=== Data ===

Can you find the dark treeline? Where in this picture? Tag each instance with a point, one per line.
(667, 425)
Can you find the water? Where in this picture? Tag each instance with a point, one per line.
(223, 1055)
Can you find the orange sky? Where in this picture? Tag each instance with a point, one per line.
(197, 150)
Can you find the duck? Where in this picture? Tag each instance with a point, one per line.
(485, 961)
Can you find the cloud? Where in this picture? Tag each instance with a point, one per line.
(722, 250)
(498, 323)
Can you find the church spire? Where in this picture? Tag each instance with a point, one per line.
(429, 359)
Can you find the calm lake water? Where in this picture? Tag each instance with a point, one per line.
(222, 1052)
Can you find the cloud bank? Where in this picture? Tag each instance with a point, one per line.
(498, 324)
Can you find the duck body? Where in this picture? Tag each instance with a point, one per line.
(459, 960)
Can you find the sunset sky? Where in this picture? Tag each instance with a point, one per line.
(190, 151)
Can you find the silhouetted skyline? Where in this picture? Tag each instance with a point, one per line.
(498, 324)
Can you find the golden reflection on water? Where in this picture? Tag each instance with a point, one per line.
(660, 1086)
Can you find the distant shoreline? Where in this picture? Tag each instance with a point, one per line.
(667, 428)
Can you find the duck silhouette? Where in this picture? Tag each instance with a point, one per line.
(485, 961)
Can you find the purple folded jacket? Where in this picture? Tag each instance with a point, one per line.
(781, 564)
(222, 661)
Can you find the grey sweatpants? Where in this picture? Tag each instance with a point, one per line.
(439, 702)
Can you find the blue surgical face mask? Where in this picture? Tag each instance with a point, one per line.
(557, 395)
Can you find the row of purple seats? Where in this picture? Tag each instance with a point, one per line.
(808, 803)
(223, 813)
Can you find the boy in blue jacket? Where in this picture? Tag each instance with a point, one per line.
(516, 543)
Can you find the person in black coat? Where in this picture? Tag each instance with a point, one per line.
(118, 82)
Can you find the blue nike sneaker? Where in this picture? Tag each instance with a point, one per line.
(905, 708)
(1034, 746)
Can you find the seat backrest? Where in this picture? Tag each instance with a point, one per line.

===

__Task goal__.
Can you copy all of the entries above word for word?

__Output for this exercise__.
Can you find the dark treeline? Where in this picture? Tag each instance with a point, one per line.
(667, 425)
Can you find the water? Where in this picture? Tag each instance with a point, one per line.
(223, 1055)
Can you find the orange sky? Where in this picture? Tag each instance with a point, one per line.
(197, 150)
Can you find the duck? Where in this picture? Tag each instance with a point, one per line.
(485, 961)
Can you find the cloud? Where in this picture? Tag each instance with a point, one per line.
(722, 250)
(498, 323)
Can you find the church spire? Where in this picture? Tag each instance with a point, one per line.
(429, 359)
Can you find the calm lake water? Where in this picture? Tag each instance with a point, one per line.
(222, 1052)
Can you find the cloud bank? Where in this picture? Tag each instance with a point, one per line.
(498, 324)
Can you find the duck body? Where in this picture? Tag each instance with a point, one per line.
(459, 960)
Can you find the sunset sky? Where in this picture? Tag each instance with a point, one per line.
(190, 151)
Can you find the silhouetted skyline? Where in this picture? Tag each instance with a point, one per line.
(498, 324)
Can you find the golden reflection on water? Where in this picture? Tag each instance with a point, one per line.
(660, 1086)
Can you find the distant shoreline? Where in this picture? Tag each instance with a point, one per line.
(667, 428)
Can you find the duck silhouette? Where in this picture? Tag each instance with a point, one per line.
(485, 961)
Can you find the purple folded jacket? Where in this picture? Tag each instance with a point, one per line.
(781, 564)
(222, 661)
Can you find the grey sweatpants? Where in this picture? Tag each instance with a point, one per line.
(439, 702)
Can you find the blue surgical face mask? Where in this picture? Tag each instance with a point, one per line.
(557, 395)
Can you find the row of purple seats? Where in this picture? Tag each instance with a point, one per line.
(808, 803)
(223, 813)
Can you find the boy in blue jacket? Where in this picture? Tag each instance with a point, one per line.
(516, 543)
Can you find the person in black coat? Where in this picture? Tag each instance with a point, one per line.
(118, 82)
Can you find the blue nike sneaker? Where in this picture? Tag each instance with a point, one per line.
(905, 708)
(1034, 746)
Can you find the seat backrest? Where in this picture? Tag each instance with a point, one per line.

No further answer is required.